▶ INPUT DATA:
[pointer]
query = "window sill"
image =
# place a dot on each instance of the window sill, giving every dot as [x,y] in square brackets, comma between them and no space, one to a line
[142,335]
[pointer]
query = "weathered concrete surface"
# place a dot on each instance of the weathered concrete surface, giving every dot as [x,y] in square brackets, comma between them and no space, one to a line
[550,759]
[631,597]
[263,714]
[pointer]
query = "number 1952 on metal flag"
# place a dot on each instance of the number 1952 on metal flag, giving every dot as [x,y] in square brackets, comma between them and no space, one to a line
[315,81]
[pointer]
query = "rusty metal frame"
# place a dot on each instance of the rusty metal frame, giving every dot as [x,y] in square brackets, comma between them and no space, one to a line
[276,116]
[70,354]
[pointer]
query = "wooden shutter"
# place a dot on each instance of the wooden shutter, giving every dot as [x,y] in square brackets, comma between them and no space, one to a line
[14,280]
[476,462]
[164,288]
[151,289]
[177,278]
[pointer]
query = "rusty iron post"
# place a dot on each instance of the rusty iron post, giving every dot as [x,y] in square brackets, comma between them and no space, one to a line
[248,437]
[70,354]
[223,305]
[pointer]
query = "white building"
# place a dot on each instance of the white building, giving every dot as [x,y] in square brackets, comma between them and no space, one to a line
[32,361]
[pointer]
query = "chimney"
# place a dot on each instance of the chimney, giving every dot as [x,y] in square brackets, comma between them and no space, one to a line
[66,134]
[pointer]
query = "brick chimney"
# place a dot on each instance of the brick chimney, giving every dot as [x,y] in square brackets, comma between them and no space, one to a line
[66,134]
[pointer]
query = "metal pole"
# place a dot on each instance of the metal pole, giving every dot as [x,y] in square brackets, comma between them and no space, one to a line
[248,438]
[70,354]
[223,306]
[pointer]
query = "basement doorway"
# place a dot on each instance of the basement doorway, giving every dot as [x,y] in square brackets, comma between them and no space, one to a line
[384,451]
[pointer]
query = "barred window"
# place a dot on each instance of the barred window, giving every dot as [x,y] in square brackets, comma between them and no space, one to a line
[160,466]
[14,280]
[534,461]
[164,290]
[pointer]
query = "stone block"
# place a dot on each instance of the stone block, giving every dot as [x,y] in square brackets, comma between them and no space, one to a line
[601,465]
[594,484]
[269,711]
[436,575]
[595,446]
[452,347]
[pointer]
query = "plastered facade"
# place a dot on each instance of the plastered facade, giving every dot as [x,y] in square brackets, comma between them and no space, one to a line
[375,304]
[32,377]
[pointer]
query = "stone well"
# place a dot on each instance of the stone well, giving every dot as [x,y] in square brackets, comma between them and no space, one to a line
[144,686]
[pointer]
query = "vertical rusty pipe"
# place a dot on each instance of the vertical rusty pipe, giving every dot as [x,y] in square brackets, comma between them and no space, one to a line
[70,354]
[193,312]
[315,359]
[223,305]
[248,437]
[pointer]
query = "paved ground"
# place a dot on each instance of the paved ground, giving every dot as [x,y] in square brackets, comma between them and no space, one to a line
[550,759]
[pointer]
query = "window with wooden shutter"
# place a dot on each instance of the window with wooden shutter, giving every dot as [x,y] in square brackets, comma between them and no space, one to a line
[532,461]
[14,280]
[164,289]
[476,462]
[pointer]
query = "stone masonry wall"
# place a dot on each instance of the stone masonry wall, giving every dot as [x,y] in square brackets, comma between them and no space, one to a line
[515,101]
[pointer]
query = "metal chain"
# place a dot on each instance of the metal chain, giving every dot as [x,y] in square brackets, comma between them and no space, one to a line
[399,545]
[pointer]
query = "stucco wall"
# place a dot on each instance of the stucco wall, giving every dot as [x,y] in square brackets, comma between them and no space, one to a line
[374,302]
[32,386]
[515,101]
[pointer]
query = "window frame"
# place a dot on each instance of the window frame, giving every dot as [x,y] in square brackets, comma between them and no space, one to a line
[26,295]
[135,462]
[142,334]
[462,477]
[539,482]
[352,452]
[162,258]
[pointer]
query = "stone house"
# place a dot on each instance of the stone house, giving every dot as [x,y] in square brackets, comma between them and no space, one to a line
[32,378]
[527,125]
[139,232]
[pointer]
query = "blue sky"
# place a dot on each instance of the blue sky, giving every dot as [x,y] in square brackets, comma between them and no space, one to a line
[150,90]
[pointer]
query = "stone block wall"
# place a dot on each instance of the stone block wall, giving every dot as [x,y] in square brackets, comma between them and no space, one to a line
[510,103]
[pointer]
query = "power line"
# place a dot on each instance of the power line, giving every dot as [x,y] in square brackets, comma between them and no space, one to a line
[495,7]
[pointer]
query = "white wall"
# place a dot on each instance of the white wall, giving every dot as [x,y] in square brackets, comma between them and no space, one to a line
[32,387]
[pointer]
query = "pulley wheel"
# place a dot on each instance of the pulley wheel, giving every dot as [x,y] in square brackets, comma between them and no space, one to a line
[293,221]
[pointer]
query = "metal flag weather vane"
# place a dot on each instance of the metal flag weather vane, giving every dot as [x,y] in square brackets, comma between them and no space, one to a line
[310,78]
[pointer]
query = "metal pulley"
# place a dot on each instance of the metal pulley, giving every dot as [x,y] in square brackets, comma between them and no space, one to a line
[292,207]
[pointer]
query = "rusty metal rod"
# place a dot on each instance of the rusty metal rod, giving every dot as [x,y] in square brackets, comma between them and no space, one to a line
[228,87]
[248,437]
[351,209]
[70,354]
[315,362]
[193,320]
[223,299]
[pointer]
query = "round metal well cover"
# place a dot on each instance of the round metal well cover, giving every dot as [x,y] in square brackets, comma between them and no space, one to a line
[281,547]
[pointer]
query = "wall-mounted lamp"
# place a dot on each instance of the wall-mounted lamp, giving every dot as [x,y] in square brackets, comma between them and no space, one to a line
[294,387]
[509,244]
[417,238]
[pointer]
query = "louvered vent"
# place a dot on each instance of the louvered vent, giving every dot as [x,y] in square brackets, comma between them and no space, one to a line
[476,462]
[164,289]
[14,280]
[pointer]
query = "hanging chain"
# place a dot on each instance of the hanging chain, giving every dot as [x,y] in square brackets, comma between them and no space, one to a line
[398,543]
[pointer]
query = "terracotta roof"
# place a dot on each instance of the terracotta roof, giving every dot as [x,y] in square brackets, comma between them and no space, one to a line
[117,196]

▶ TASK STATEMENT: Please set down the whole listing above without altering a single line.

▶ FULL ANSWER:
[pointer]
query = "window sill"
image =
# place a dot on each instance of the window sill, giving every dot as [x,y] in square brackets, comma between them and no space, one to a line
[142,335]
[pointer]
query = "weathered concrete surface"
# place a dot on each instance of the weathered concrete surface, giving every dot as [x,y] in square brackets, comma between them and no space, one to a line
[550,759]
[631,597]
[263,714]
[pointer]
query = "number 1952 on metal flag"
# place a dot on each instance of the number 1952 on metal flag, giving every dot as [x,y] in square brackets, comma between them and no space, one to a line
[315,81]
[pointer]
query = "rusty metal frame"
# place a dot on each instance of the rusty metal frame, giving every dot as [x,y] in square brackets, comma between them and no space, one to a line
[276,116]
[70,354]
[pointer]
query = "wooden shutter"
# place a dot on each instance of the wooden shutter, giving every dot as [x,y] in square brackets, comma between them and no space, one to a line
[14,280]
[476,462]
[164,288]
[151,289]
[177,278]
[pointer]
query = "rusty iron post"
# place a dot on each instance of the rusty iron post, giving every dot as [x,y] in square brackets, comma between them and no space, one to a line
[248,437]
[70,354]
[223,305]
[pointer]
query = "white building"
# place a dot on each instance of the white building, giving every dot as [x,y] in square brackets, comma between them and no space, one to a line
[32,361]
[pointer]
query = "chimney"
# place a dot on each instance of the chimney, giving every dot as [x,y] in square brackets, comma between them and no space, one to a line
[66,134]
[pointer]
query = "brick chimney"
# place a dot on each instance of the brick chimney, giving every dot as [x,y] in square brackets, comma between them and no space, one to a line
[66,134]
[pointer]
query = "metal pole"
# place a dot on each instance of the metal pole, giving every dot as [x,y] in square brackets, comma between them and no space, one to a line
[248,438]
[70,354]
[223,306]
[pointer]
query = "basement doorway"
# place a dot on each instance of the basement doorway, giving every dot as [x,y] in square brackets, comma between them and no space, one to a line
[384,451]
[pointer]
query = "barred window"
# place a dot on each instance of the barred window, giving every dot as [x,y] in square brackets, comma between them and no space, one to a line
[160,466]
[14,280]
[534,461]
[164,290]
[pointer]
query = "stone block"
# place a dot on each instance of the stone block, giving every dot as [x,y] in square brackets, comma between them and no space, one to a line
[601,465]
[594,484]
[269,711]
[436,575]
[595,446]
[452,347]
[pointer]
query = "plastered facade"
# place a dot on each instance of the plastered facade, giving every dot as [x,y] in square brackets, comma between them and no space, one to a line
[375,304]
[32,377]
[pointer]
query = "stone well"
# place a dot on each instance of the stone well, giving every dot as [x,y] in square brackets, comma between them and no space, one to a line
[144,686]
[pointer]
query = "vertical rusty pipe"
# place a dot on each instance of the vertical rusty pipe, giving every dot as [x,y] in square brackets, comma between them and no space, one to a line
[70,354]
[193,312]
[315,359]
[223,305]
[248,437]
[pointer]
query = "paved ground"
# place a dot on each instance of the paved ground, giving every dot as [x,y] in square brackets, comma between them and no space, one to a line
[550,759]
[pointer]
query = "window with wooden shutter"
# place a dot on each instance of the window with wooden shutter, giving every dot as [x,y] in square brackets, comma between them and no space, one to a line
[532,461]
[14,280]
[164,289]
[476,462]
[pointer]
query = "stone masonry wall"
# place a dot on each instance of the stone masonry wall, giving every dot as [x,y] in square brackets, comma between them and no space, one to a line
[515,101]
[pointer]
query = "metal chain"
# place a dot on each instance of the metal chain, giving every dot as [x,y] in square brackets, comma between them and no space, one to a line
[399,545]
[pointer]
query = "stucco wall"
# place a dot on each instance of the stucco wall, giving every dot as [x,y] in square brackets, comma between them and no space, one to a line
[374,302]
[32,386]
[515,101]
[pointer]
query = "window frame"
# place a dot on each instance of the window frame, giving every dot as [x,y] in square brackets, comma between them and no space, one to a line
[26,295]
[135,462]
[142,334]
[462,477]
[539,482]
[352,452]
[162,258]
[pointer]
query = "stone house"
# place a dot on each instance of the stone house, giving every dot as [x,y] in square brackets, comma between them and no space, one to a line
[32,378]
[527,125]
[139,232]
[pointer]
query = "blue sky"
# place a dot on each instance of the blue sky, giving every dot as [x,y] in square brackets, comma between them and no space, one to a line
[150,90]
[pointer]
query = "stone block wall"
# place a dot on each instance of the stone block wall, giving every dot as [x,y] in square brackets, comma between them and no space, one to a line
[510,103]
[pointer]
query = "power line"
# place a dot on each instance of the power line, giving every dot as [x,y] in square brackets, comma between them and no space, one to a line
[495,7]
[pointer]
query = "white wall"
# place a dot on each instance of the white wall, giving every dot as [x,y] in square brackets, comma between them and no space, one to a line
[32,387]
[pointer]
query = "pulley wheel"
# place a dot on each instance of the pulley wheel, giving every dot as [x,y] in square brackets, comma between them and no space, one to a line
[293,221]
[pointer]
query = "metal flag weather vane"
# place a dot on each instance of the metal flag weather vane, giving every dot as [x,y] in square brackets, comma between them and no space, one to a line
[310,78]
[pointer]
query = "metal pulley"
# place a dot on each instance of the metal pulley, giving every dot as [x,y] in square brackets, comma between them and no space, one to a line
[292,207]
[pointer]
query = "rusty metal rod"
# place a dot on each instance of the rusty metal rod, giving every dot as [x,y] in square brackets, comma between them and no space, one to a line
[228,87]
[248,437]
[351,209]
[70,354]
[315,362]
[193,320]
[223,299]
[pointer]
query = "round metal well cover"
# place a dot on each instance of the round metal well cover, giving every dot as [x,y] in square brackets, comma between them and no space, one to a line
[281,547]
[pointer]
query = "wall-mounted lamp"
# place a dot on each instance of the wall-mounted lamp, giving every dot as [x,y] in square brackets, comma between them and no space, one to a line
[294,387]
[509,244]
[417,238]
[pointer]
query = "louvered vent"
# place a dot on each instance of the louvered vent, giving every dot as [x,y] in square brackets, comma between them and no space, one to a line
[476,462]
[164,289]
[14,280]
[pointer]
query = "hanging chain"
# place a dot on each instance of the hanging chain, giving every dot as [x,y] in square brackets, comma between them and no space, one to a line
[398,543]
[pointer]
query = "terracotta roof"
# place a dot on each instance of the terracotta roof, giving every dot as [x,y] in square brackets, comma between them and no space, one to a line
[117,196]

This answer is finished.